By:
Chris Green
Understanding K-12 education and the Kansas Supreme Court ruling from a leadership perspective
In March, the Kansas Supreme Court ruled that the state’s K-12 school funding was constitutionally inadequate and gave the Legislature until June 30 to fix the problem.
Q: What’s the ruling about?
A: The case was brought by a coalition of school districts. The Kansas Supreme Court decided that too many students are falling short of meeting educational standards because public education is financed inadequately. In the aftermath of state funding reductions that began in 2009, lower percentages of students are performing above minimum levels of proficiency in subjects such as math and reading. About a quarter of the state’s students are failing to meet standards in math or reading. But certain populations of students – African-Americans, Hispanics, English-language learners, the disabled – are faring even worse.
Q: What have Kansas schools been spending? Hasn’t it gone up?
A: Kansas public schools are spending more per student than they were a decade ago, according to the state Department of Education. But if you factor in inflation, that money doesn’t go as far as it used to. The chart below shows how schools are able to buy less per student even with that spending at a 10-year high in current dollars.
Spending More, But Buying Less
Kansas public schools are spending more per student than they were a decade ago, but that money does not go as far as it once did if you factor in inflation.
Q: What happens now?
A: The Legislature must pass legislation that makes school funding adequate by June 30. Although the court did not specify
the dollars necessary to make that happen,various reports suggest a range of $500 million to $800 million could be required.
But some lawmakers say it’s more important to provide additional aid to go to the students who need the most help, rather than simply increase funding.
Furthermore, lawmakers are already dealing with significant budget shortfalls that must be remedied, meaning they will have to increase tax revenues or make significant cuts elsewhere in the budget to increase any spending. K-12 education is already the state’s largest expenditure, consuming about half of its operations budget, limiting the areas that might be cut.
For a bill to become law, at least 63 House members and at least 21 Senate members must vote in favor of it, and the governor must also sign the legislation. If the governor rejects a bill, his veto can be overridden by votes of 84 in the House and 27 in the Senate.
A bill will have to be passed by forming a majority coalition around a particular proposal. Although Republicans dominate both chambers of the Legislature, there are distinct factions within their caucuses.
Conservatives tend to be skeptical of increased taxes and government spending, while moderate Republicans, more amenable to passing increased funding, have at times teamed with Democrats to pass legislation. But this issue transcends partisan divides. Lawmakers may vote differently based on whether they represent urban, rural or suburban areas.
──────────
▸ GIVEN PROBLEM 1
In the Kansas school funding Q&A, how many House votes are needed to override the governor's veto?

▸ DATA RECORDS
──────────
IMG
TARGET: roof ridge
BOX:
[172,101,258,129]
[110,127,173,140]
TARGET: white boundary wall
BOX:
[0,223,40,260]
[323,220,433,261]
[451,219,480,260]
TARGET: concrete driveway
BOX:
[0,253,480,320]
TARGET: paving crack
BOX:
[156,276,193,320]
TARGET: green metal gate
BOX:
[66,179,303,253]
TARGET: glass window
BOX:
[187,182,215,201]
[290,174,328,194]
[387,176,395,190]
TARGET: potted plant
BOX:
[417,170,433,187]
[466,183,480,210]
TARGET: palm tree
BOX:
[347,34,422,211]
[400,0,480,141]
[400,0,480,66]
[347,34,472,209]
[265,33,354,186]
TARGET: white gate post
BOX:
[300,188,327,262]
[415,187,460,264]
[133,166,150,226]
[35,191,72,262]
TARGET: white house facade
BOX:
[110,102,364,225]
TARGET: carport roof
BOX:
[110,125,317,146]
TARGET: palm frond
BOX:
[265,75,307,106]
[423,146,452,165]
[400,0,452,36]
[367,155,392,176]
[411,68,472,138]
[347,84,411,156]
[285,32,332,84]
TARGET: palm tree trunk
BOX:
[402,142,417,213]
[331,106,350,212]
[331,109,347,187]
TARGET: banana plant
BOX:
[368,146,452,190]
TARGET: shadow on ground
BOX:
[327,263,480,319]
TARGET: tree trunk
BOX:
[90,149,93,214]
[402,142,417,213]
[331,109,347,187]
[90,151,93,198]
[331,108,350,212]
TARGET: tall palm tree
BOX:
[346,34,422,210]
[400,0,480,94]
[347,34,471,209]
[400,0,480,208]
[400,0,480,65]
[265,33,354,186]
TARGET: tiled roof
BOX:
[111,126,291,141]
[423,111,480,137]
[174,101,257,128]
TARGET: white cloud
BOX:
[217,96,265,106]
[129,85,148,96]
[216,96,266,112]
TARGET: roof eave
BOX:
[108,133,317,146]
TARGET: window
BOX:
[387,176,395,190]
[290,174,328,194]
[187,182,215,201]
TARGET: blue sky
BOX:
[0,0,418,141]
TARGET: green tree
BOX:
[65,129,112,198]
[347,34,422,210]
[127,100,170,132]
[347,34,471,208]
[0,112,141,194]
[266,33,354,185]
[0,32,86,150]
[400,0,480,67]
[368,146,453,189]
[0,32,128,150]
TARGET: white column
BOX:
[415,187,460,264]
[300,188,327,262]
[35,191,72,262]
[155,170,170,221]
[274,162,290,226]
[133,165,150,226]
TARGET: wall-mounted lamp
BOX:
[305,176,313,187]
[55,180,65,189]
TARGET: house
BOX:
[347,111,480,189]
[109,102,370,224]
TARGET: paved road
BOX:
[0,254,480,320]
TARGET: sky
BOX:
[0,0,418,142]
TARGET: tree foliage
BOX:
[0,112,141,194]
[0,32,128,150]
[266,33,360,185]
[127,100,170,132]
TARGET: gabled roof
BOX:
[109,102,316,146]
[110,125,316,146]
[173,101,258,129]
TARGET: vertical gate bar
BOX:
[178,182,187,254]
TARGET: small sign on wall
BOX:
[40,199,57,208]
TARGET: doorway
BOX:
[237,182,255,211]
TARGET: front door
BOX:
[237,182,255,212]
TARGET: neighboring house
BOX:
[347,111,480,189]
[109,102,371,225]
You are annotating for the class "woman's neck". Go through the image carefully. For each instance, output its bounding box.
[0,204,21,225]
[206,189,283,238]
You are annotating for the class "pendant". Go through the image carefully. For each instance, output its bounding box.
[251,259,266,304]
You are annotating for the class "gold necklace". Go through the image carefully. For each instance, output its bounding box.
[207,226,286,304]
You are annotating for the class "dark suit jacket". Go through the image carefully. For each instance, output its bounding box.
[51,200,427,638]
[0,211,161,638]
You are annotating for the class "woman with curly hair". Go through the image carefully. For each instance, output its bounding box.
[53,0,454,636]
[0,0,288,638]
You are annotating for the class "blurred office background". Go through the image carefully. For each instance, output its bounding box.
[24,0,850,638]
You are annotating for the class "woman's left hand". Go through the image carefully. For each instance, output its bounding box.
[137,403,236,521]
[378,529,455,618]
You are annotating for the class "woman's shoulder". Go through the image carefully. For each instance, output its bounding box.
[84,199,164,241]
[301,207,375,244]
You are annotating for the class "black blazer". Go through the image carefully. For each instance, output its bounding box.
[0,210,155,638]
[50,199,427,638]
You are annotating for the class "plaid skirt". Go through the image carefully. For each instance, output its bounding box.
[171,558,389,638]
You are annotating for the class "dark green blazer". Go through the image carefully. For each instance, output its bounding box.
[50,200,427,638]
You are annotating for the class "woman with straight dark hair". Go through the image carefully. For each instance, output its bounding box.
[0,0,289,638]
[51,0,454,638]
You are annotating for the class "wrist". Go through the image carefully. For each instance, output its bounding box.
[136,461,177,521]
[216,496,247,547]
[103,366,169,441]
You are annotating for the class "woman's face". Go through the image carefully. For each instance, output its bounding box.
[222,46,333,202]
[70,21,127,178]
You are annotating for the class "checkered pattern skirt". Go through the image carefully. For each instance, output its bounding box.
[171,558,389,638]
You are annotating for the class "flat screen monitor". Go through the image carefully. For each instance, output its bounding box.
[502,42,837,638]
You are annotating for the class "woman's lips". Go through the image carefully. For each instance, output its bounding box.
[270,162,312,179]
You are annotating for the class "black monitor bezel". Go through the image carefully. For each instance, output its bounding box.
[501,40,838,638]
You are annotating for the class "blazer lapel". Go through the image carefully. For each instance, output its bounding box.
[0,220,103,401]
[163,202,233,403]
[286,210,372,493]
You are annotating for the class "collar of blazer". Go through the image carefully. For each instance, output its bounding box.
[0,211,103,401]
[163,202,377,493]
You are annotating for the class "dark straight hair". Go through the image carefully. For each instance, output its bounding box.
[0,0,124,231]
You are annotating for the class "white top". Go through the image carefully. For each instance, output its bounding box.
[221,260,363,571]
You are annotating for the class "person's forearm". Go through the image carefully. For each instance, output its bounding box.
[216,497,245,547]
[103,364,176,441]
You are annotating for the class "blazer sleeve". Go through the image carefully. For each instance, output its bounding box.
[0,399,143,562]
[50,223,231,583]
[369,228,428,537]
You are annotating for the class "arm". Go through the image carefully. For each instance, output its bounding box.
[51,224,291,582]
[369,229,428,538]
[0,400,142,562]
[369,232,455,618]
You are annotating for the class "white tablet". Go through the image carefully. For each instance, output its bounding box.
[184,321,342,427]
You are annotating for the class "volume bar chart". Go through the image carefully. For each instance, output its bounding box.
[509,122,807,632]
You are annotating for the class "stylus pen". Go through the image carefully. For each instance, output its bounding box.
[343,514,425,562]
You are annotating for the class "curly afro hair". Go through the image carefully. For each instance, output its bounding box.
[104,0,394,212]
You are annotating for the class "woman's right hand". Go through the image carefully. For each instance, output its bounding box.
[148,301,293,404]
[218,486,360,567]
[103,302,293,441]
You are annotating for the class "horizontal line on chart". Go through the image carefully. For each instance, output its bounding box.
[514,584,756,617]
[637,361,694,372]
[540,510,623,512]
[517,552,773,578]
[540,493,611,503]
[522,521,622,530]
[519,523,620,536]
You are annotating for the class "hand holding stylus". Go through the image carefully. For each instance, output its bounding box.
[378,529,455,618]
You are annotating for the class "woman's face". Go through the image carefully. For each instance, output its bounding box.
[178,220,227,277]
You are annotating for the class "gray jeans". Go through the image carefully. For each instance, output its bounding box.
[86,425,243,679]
──────────
▸ GIVEN PROBLEM 2
Format the records as a Markdown table with the columns Row and Line, starting at the line that contains "TARGET: doorway" and ending at the line that contains "[70,21,127,178]". Include only those lines, one numbered row per non-blank line.

▸ WRITTEN RESPONSE 1
84 votes in the House.

▸ WRITTEN RESPONSE 2
| Row | Line |
|---|---|
| 1 | TARGET: doorway |
| 2 | BOX: |
| 3 | [237,182,255,211] |
| 4 | TARGET: front door |
| 5 | BOX: |
| 6 | [237,182,255,212] |
| 7 | TARGET: neighboring house |
| 8 | BOX: |
| 9 | [347,111,480,189] |
| 10 | [109,102,371,225] |
| 11 | You are annotating for the class "woman's neck". Go through the image carefully. For each instance, output its bounding box. |
| 12 | [0,204,21,225] |
| 13 | [206,189,283,238] |
| 14 | You are annotating for the class "pendant". Go through the image carefully. For each instance, output its bounding box. |
| 15 | [251,259,266,304] |
| 16 | You are annotating for the class "gold necklace". Go through the image carefully. For each instance, output its bounding box. |
| 17 | [207,226,286,304] |
| 18 | You are annotating for the class "dark suit jacket". Go through the image carefully. For each instance, output its bounding box. |
| 19 | [51,200,427,638] |
| 20 | [0,211,161,638] |
| 21 | You are annotating for the class "woman with curly hair". Go through the image carefully. For each instance, output its bounding box. |
| 22 | [53,0,454,636] |
| 23 | [0,0,288,638] |
| 24 | You are annotating for the class "blurred office background". Go through the image carefully. For each instance, output its bounding box. |
| 25 | [24,0,850,638] |
| 26 | You are annotating for the class "woman's left hand". Go through the image carefully. For each instance, output its bounding box. |
| 27 | [137,403,236,521] |
| 28 | [378,529,455,618] |
| 29 | You are annotating for the class "woman's shoulder". Go through the image carefully. For each instance, output its bounding box. |
| 30 | [84,199,164,241] |
| 31 | [301,207,375,244] |
| 32 | You are annotating for the class "black blazer". Go through the image carefully. For each instance, output its bounding box. |
| 33 | [0,210,155,638] |
| 34 | [50,199,427,638] |
| 35 | You are annotating for the class "plaid skirt". Go through the image carefully. For each instance, output its bounding box. |
| 36 | [171,558,389,638] |
| 37 | You are annotating for the class "dark green blazer". Go through the image carefully. For each instance, output its bounding box. |
| 38 | [50,200,427,638] |
| 39 | You are annotating for the class "woman with straight dark hair". Go through the image carefully. For each instance, output its bounding box. |
| 40 | [0,0,289,638] |
| 41 | [51,0,454,638] |
| 42 | You are annotating for the class "wrist". Go through the image carefully. For each instance, output its bounding box. |
| 43 | [136,461,177,521] |
| 44 | [216,496,247,547] |
| 45 | [103,366,169,441] |
| 46 | You are annotating for the class "woman's face". Go through the image carefully. For each instance, output its bounding box. |
| 47 | [222,46,333,202] |
| 48 | [70,21,127,178] |